**READING TEXT**.
· · · ·
Kim's Video and Music was a video and music retail store in Manhattan, New York City; the retailer was described as the "go-to place for rare selections," and was "widely known among the cognoscenti of new, experimental and esoteric music and film". At its peak, there were six locations around Manhattan. Its owner was Yongman Kim.

==History==
The store opened at the site of Kim's dry-cleaning business, and eventually moved to its own location on Avenue A in 1987, which eventually closed in 2004.

It expanded to five other locations, including Mondo Kim's at 6 St. Mark's Place in the East Village, Kim's Underground at 144 Bleecker Street on Laguardia Place, Kim's West at 350 Bleecker Street & West 10th Street, and Kim's Mediapolis at 2906 Broadway.

The last remaining location of Kim's Video & Music, located on 1st Avenue, announced its closure on April 21, 2014.

=== Mondo Kim's ===
Mondo Kim's at 6 St. Mark's Place was the most famous of the branch locations. Formerly, the building was the home of the New St. Marks Baths from 1913 to 1985. In June 2005, police raided Mondo Kim's, alleging they were selling bootlegs. To a lesser extent, it also had a reputation for "ornery" and rude service.
· · · ·
**ENTRIES PROVIDED**.
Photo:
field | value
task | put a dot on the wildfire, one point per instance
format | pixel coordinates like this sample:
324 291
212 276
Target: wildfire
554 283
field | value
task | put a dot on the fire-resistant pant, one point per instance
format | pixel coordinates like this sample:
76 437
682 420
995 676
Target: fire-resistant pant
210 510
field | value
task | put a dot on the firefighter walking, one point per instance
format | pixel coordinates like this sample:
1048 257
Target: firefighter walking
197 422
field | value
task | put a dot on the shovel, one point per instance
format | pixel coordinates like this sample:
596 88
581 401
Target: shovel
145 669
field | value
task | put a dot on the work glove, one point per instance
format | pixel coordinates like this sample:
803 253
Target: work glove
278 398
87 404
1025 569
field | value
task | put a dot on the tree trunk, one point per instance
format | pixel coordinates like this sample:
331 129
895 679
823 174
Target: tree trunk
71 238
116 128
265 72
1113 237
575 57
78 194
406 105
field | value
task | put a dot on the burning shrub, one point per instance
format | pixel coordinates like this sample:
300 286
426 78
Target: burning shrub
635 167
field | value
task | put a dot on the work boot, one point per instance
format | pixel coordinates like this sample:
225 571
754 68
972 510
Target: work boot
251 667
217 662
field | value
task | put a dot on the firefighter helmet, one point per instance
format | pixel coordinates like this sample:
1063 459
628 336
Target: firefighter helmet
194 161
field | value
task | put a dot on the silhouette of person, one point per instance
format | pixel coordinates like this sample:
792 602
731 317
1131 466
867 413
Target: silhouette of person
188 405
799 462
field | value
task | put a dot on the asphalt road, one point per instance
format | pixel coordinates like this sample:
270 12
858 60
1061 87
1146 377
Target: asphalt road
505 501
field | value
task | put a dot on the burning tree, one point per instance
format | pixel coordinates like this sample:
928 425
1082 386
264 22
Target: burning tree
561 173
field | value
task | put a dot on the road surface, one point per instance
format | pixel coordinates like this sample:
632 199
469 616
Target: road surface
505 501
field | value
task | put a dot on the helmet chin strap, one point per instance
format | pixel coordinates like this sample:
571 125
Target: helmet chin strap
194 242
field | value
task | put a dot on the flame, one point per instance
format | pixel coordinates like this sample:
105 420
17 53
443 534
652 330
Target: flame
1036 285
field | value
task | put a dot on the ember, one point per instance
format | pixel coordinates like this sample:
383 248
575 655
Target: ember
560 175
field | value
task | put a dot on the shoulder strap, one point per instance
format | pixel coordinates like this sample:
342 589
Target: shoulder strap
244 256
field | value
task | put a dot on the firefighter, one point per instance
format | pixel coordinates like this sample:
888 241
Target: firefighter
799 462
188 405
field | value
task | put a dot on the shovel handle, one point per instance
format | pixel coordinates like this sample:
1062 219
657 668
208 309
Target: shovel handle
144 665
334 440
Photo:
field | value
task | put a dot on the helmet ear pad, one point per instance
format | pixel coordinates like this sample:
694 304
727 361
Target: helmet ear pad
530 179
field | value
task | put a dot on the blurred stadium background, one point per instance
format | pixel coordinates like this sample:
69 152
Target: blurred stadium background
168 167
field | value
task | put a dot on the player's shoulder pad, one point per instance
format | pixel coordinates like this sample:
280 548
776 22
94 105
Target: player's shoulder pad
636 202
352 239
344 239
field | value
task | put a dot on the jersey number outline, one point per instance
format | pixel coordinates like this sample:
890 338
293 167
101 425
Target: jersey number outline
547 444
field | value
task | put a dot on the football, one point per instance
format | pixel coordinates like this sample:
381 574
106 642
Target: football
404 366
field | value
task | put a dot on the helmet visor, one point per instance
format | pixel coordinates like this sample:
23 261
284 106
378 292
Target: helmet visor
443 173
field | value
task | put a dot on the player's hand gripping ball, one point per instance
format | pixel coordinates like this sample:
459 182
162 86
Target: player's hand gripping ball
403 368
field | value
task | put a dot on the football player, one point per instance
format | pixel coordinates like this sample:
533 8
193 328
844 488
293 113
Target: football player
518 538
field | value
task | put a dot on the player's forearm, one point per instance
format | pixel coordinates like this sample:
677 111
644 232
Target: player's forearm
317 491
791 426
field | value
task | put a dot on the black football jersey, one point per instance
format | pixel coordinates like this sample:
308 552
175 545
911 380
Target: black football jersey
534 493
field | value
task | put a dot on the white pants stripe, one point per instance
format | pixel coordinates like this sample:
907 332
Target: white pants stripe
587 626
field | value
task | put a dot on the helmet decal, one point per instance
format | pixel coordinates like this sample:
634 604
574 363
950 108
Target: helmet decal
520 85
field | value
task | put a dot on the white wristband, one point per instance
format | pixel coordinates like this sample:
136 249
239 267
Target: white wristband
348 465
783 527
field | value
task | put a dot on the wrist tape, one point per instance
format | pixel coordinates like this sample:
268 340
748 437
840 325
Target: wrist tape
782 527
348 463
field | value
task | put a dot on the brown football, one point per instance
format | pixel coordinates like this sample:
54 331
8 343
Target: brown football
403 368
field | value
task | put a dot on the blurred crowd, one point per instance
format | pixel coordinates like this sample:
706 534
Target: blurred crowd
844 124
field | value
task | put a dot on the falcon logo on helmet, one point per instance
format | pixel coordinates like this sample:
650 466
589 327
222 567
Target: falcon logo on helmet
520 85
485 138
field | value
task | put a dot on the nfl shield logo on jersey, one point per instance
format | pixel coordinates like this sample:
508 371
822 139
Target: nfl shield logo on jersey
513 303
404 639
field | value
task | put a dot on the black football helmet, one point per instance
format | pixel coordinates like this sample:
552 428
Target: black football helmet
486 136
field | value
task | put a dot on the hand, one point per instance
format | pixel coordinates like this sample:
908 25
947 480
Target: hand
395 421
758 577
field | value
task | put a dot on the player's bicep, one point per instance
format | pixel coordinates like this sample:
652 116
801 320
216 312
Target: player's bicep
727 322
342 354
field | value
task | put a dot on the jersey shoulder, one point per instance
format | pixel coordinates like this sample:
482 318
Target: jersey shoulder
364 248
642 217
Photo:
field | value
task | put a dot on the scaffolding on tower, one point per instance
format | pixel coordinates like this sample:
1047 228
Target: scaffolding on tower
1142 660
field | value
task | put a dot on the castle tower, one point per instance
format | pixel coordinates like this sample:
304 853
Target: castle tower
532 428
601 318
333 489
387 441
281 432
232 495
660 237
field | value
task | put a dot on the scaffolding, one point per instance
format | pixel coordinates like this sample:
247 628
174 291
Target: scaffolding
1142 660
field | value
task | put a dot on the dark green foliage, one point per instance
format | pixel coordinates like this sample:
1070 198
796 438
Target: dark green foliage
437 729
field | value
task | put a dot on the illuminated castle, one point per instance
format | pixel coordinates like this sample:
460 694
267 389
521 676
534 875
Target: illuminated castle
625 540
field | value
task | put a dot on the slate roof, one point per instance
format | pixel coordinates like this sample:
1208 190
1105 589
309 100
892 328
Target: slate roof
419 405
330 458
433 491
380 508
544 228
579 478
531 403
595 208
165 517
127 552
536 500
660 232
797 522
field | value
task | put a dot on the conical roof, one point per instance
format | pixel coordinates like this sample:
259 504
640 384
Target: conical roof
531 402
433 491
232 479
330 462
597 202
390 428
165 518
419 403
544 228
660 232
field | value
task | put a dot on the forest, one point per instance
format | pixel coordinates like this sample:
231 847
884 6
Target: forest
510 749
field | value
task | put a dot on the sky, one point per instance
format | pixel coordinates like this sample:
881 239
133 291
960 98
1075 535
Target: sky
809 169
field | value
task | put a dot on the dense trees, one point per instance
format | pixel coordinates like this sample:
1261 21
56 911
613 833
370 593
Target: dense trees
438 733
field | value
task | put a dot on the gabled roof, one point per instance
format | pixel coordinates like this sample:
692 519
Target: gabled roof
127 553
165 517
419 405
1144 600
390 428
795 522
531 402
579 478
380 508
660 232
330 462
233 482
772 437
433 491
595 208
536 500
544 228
· · · ·
**TASK SET**.
a: Repeat word for word the part of the Kim's Video passage between "Kim's Video and" and "was Yongman Kim.", inclusive.
b: Which branch names does the Kim's Video passage give in the sentence beginning "It expanded to five other locations"?
The items aren't needed for anything that concerns the Kim's Video passage.

**THE RESULTS**.
a:
Kim's Video and Music was a video and music retail store in Manhattan, New York City; the retailer was described as the "go-to place for rare selections," and was "widely known among the cognoscenti of new, experimental and esoteric music and film". At its peak, there were six locations around Manhattan. Its owner was Yongman Kim.

b: Mondo Kim's, Kim's Underground, Kim's West, Kim's Mediapolis